Across all the records, filter for lines with the word "coat" and copy them.

- Opening Delimiter -

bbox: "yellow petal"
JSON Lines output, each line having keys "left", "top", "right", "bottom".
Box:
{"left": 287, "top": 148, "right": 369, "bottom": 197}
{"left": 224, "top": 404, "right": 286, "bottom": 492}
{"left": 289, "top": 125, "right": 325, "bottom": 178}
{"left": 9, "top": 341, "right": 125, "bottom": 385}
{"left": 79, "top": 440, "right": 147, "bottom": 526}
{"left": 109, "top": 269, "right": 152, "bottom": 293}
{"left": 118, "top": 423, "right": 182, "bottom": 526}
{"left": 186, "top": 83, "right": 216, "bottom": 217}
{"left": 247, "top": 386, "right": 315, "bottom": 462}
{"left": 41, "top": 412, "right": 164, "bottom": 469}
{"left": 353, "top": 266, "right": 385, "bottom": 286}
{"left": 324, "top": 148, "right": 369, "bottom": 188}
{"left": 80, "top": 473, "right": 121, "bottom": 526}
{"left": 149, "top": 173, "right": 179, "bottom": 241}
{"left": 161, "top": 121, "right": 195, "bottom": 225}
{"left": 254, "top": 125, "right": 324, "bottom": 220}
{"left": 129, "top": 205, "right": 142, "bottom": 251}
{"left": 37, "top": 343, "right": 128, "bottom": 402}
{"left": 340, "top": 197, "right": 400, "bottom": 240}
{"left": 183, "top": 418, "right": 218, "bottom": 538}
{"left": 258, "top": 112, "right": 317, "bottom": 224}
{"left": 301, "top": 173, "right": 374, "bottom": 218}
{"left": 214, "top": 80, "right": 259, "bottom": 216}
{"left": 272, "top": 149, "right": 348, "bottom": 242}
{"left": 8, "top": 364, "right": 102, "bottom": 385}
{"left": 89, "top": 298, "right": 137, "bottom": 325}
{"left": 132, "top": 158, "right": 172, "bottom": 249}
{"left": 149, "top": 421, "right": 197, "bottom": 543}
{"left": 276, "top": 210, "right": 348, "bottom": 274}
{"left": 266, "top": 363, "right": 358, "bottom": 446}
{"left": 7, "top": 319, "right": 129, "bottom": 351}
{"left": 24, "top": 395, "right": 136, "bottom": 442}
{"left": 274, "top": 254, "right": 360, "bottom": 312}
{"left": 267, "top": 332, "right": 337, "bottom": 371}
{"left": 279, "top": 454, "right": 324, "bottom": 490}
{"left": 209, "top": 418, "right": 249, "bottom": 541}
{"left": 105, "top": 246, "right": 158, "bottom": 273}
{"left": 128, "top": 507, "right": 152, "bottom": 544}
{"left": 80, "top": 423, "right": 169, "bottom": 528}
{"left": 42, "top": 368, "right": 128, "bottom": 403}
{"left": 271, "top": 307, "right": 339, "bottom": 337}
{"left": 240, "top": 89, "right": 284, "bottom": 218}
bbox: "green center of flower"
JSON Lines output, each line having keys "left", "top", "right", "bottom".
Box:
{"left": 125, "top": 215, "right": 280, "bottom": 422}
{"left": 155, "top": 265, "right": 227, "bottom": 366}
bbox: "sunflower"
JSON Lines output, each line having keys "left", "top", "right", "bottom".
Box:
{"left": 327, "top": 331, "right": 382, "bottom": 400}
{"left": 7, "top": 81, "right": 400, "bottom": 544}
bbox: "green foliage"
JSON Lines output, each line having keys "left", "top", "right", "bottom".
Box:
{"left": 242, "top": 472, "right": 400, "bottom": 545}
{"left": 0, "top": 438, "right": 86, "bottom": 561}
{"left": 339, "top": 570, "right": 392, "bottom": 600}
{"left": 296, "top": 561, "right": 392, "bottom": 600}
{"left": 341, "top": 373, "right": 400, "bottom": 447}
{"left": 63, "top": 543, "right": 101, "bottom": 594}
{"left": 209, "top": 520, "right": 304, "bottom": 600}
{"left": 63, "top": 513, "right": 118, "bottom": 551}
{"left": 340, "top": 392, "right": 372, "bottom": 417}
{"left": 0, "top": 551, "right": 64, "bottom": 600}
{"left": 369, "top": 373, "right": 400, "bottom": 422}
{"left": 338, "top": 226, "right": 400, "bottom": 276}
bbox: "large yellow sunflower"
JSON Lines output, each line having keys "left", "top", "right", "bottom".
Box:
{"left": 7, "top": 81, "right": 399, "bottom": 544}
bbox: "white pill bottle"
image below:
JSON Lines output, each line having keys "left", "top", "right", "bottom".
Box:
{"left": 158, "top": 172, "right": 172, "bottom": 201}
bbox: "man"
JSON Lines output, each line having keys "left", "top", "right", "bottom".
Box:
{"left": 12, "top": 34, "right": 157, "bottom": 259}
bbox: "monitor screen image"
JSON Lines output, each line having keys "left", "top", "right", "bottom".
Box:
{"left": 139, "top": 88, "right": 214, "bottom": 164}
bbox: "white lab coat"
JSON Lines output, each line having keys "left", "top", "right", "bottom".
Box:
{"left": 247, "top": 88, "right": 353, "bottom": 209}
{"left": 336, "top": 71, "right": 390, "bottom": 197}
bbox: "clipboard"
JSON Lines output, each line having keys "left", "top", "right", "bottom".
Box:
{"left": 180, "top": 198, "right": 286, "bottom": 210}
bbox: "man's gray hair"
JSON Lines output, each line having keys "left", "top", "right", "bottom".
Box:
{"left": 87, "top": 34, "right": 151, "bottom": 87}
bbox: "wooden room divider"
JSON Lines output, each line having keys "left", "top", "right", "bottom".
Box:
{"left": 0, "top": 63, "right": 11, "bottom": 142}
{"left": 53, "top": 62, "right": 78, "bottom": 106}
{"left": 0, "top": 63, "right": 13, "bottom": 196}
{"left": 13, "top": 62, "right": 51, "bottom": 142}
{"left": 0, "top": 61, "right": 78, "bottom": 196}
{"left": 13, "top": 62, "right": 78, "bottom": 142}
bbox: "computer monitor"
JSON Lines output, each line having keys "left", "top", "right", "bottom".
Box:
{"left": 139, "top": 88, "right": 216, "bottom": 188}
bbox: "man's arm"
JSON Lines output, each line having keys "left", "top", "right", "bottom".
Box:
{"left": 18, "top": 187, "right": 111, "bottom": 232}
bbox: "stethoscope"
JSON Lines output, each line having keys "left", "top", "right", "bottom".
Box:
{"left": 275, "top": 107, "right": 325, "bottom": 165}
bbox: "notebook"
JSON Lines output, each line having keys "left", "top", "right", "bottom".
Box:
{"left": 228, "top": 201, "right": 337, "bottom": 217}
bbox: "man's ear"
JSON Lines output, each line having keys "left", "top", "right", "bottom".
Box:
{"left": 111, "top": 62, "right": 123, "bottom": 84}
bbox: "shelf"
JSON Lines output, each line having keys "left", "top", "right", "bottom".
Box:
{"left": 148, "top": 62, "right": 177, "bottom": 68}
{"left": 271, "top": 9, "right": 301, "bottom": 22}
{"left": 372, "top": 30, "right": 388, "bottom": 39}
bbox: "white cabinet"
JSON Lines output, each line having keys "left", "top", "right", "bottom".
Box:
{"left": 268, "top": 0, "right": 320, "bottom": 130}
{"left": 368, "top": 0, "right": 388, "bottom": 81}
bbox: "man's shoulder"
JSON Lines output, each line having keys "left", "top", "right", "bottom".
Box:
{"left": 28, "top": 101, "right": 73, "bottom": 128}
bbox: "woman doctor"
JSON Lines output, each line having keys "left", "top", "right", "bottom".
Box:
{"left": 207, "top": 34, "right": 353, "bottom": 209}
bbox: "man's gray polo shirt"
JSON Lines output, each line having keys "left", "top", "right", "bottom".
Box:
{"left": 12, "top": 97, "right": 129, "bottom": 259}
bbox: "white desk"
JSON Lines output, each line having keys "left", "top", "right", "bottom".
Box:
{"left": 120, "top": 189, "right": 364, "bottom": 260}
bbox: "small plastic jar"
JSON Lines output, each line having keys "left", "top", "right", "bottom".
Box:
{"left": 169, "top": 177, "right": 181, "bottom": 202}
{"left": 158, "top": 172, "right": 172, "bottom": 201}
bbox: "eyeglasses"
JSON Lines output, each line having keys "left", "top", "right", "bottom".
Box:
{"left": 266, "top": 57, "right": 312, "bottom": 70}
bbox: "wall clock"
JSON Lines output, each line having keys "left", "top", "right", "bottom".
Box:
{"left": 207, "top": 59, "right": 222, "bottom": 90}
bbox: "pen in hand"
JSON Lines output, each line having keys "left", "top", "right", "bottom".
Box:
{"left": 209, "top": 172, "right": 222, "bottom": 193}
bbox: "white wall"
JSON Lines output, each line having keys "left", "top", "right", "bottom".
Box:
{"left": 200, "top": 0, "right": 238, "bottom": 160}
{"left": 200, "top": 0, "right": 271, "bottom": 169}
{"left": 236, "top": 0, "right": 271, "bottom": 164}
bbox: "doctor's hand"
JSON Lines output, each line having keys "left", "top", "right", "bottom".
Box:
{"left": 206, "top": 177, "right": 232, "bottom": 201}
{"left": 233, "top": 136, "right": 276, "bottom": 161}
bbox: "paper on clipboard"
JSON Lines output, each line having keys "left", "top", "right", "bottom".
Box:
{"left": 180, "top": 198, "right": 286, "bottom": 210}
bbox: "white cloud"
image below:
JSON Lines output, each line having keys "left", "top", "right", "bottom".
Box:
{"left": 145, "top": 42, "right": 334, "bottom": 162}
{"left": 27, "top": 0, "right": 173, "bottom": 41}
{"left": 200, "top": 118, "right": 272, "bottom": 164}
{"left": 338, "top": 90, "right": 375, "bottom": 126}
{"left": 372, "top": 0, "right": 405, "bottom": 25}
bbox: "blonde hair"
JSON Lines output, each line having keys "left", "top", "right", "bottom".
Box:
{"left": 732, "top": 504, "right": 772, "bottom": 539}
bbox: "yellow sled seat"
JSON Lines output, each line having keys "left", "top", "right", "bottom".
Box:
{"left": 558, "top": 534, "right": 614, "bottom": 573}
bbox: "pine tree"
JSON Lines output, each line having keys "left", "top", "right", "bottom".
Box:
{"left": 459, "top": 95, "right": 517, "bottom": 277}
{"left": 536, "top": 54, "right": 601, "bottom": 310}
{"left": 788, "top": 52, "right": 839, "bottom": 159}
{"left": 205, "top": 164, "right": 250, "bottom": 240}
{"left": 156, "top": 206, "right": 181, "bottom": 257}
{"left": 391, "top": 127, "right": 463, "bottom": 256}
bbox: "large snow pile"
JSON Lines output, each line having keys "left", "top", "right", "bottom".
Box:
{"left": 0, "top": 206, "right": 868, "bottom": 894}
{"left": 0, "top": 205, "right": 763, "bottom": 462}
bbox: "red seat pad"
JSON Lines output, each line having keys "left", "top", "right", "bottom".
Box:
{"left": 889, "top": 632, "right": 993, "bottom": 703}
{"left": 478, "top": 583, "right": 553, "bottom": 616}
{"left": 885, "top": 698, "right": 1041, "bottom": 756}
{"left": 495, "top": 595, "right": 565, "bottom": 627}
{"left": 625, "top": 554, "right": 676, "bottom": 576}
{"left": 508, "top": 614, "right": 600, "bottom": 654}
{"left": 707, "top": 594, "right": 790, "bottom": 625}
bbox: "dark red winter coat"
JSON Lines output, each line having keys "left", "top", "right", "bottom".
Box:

- Closing Delimiter -

§ **COMPLETED TASK**:
bbox: "white lab coat"
bbox: "dark red winter coat"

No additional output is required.